◆ **Text to read**:
····················

Ayrton Senna beat his fellow Formula One drivers, who put on one of their better shows Sunday in the second Iceberg USA Grand Prix through the streets of downtown Phoenix. But hardly anyone was there to see it.
Only an estimated 15,000 were on hand on a cold, blustery day for the opening round of the 16-race world championship season.
Senna, the brilliant Brazilian who has been the center of controversy since the end of last season, won the 72-lap race in a new Honda-powered McLaren. But not before he struggled through a tense duel with Jean Alesi, a youthful Frenchman in a Tyrrell Ford, driving in only his eighth Grand Prix.
After Alesi had led the first 33 laps--the first time he had ever been at the front of a Formula One race--he and Senna put on a back-to-back pass on lap 34 that will be talked about for a long time.
Senna, who had stalked Alesi for 10 laps, noted that he had been taking a wide line through the first turn after the pit straight, so Senna ducked inside to get the lead. But Alesi stayed on the power and charged down the short block-long stretch in front of an old brick fire station and passed Senna.
"I certainly didn't expect Alesi to go round the outside of me when I got inside him," Senna said.
A lap later, Senna repeated his pass and blocked Alesi from making a second daring move. From then, the race was only a question of nothing happening to Senna or his red and white car.
"I had waited for some time to make my pass, and when I did I was surprised when I saw Alesi right there next to me," Senna said. "I knew if I closed the door on him, we would both wreck, so I had to open and let him go.
"It was very exciting, a good clean pass when we were both driving to the limit. Those are the situations I like. They are the reasons I chose this as my profession."
Alesi, who had qualified third, got a jump at the start that carried him past the front row pair of Gerhard Berger of Austria, Senna's McLaren teammate; and Pierluigi Martini of Italy, the surprise of qualifying in a Minardi Ford.

····················

◆ **Required actions**:
- A) Name every Formula One driver mentioned in the race report.
- B) According to the race report, why did Senna leave room for Alesi instead of closing him off when Alesi came up alongside him on lap 34?
- C) Carry on the race report about the Phoenix Grand Prix, picking up right after its last sentence.

◆ **Supplied data**:
····················

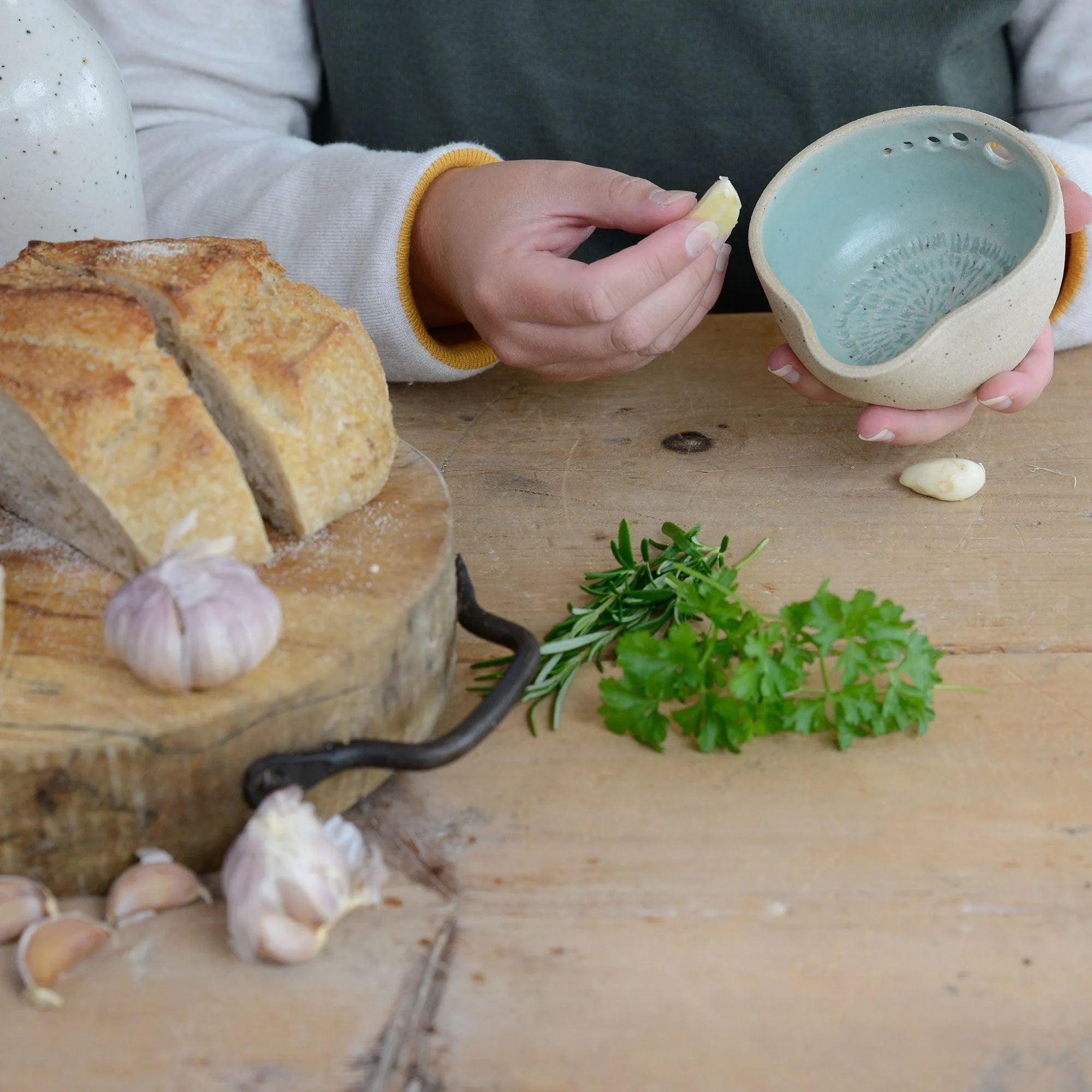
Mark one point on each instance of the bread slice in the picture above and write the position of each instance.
(103, 443)
(291, 377)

····················

◆ **Exercise results**:
- A) Ayrton Senna, Jean Alesi, Gerhard Berger, Pierluigi Martini

- B) Senna said he knew that if he closed the door on Alesi, they would both crash. So he had to open up and let Alesi go by.

- C)
Once away from the pack, Alesi built an eight-second lead over Senna after Berger had ended his hopes of winning by spinning into a tire well and damaging the rear wing on his McLaren.
Then Senna's McLaren set out after Alesi's blue and white car.
"At first, I was not so concerned with Alesi because I believed he would have to stop for tires and I knew that I would not," Senna said. "Once I realized he was not going to stop, I pushed very hard to catch him, and he responded by pushing very hard, too.
"He drove a fantastic race, and it wasn't until he lost some time in traffic that I was able to close up behind him. I know that we will have many more close races in the season."
Alesi, who drove in his first Grand Prix less than a year ago, was almost as excited about racing with Senna as he was about his second-place finish.
"Only three years ago, when I was driving in Formula Three and he was driving for Lotus, Ayrton was my hero," Alesi revealed. "For me, it was incredible to be racing with him. My only thought was to try and drive to my maximum and see what would happen."
Only five drivers finished on the lead lap, with Thierry Boutsen of Belgium third in a Williams Renault, former world champion Nelson Piquet of Brazil fourth in a Bennetton Ford, and Stefano Modena of Italy fifth in a Brabham Ford. Satoru Nakajima, Alesi's Tyrrell teammate, was a lap down, but he got the sixth and final point in the Grand Prix standings.
The Ferraris of Alain Prost, who left McLaren after winning his third world championship last year, and Nelson Mansell both dropped out with sick engines. Prost was the first to go after his rear end began to smoke as early as the fourth lap.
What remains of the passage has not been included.